What this exercise asks
a) From the passage on trust and confidence in institutions, list each quality that the police are expected to display.
b) Continue the passage on trust and confidence in institutions from its final sentence.

Notwithstanding criticisms (e.g., Hardin, 1998), most social scientists believe that political trust or confidence in institutions is at the heart of a democratic society (Easton, 1965; Levi and Stoker, 2000; Lipset and Schneider, 1987; Putnam, 1993). Democratic governments are commonly divided into three branches: the legislative, the judiciary, and the executive. A long history of citizen surveys demonstrates that there is considerable variation in the level of citizen trust or confidence (thereafter) in these branches (Jackman and Miller, 1998; La Porta et al., 1997; Levi and Stoker, 2000; Rothstein and Stolle, 2008). Rothstein and Stolle (2008) find that the relationship between confidence in partisan institutions – parliament, political parties, and the executive branch of the government – and generalized trust is both negative and low, while in stark contrast the relationship between order institutions (the courts and the police) and generalized trust is rather strong at the macro level. Levi and Stoker (2000) observe that public confidence in the legislative and the executive branches of government is influenced by political affiliation. Theoretically, in democratic societies, the criminal justice systems should be competent, fair, equitable, honest, efficient, and responsive to society’s need to resolve conflicts in a fair, timely, and judicious way. Similarly, the police are expected to display competence, incorruptibility, equitable treatment, efficiency, and responsiveness to the public’s need for public safety. In light of the recent separation of trust into in-group trust and out-group trust (Delhey et al., 2011; Freitag and Traunmuller, 2009), whether these two kinds of trust will influence confidence in similar or different ways has not been tested adequately with data. The current study fills this lacuna in the research literature.
Disentangling in-group trust, out-group trust, and confidence in order institutions
In this study we examine the relationship among in-group trust, out-group trust, and confidence in the two order institutions of the courts and the police. It is important to note that the forms of out-group trust and the radius of trust are used interchangeably. In addition, since we are interested in trust in order institutions, we refer to this trust as confidence because citizens largely trust these institutions as a competent and impartial service provider (Luhmann, 1988).

Stored data
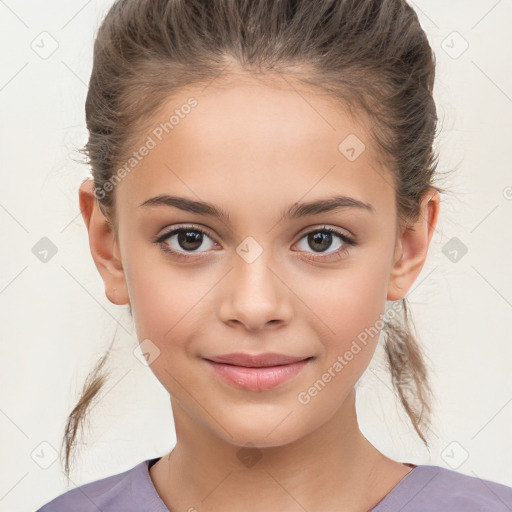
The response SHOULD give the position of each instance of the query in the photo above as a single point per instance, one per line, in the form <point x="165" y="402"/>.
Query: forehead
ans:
<point x="279" y="140"/>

Answers by task
a)
- competence
- incorruptibility
- equitable treatment
- efficiency
- responsiveness to the public's need for public safety

b)
Survey-based research on trust has generated an impressive amount of evidence about trust and its correlates (Glaeser et al., 2000; Nannestad, 2008; Sturgis and Smith, 2010; Welch et al., 2005). Welch et al. (2007) examine trust in strangers and trust in acquaintances separately in the US, and find that these two types of trust are positively related. The causal sequence of this relationship is identified in the literature: trust is implanted at home and nurtured among friends and neighbors, and once such a ‘habit of heart’ (Bellah et al., 1992) is developed, it is ready to extend to strangers and to other social institutions, including order institutions. In-group trust is thus considered as the cradle of out-group trust (Freitag and Traunmuller, 2009; Glanville and Paxton, 2007; Uslaner, 2002).
A review of relevant research shows that the relationship between trust and confidence is likely interdependent and interactive. Two approaches to causality in this relationship can be identified: the trust-centered approach and institutional-centered approach. The trust-centered approach proposes that trust is embedded in and linked to the political context as well as to formal political and legal institutions (Brehm and Rahn, 1997; Freitag and Buhlmann, 2009; Freitag and Traunmuller, 2009; Newton, 2001; Paxton, 2002; Rothstein and Stolle, 2008). A high level of social trust is a consequence of an inclusive and open society. Government institutions and policies create, channel, and influence trust-building among citizens.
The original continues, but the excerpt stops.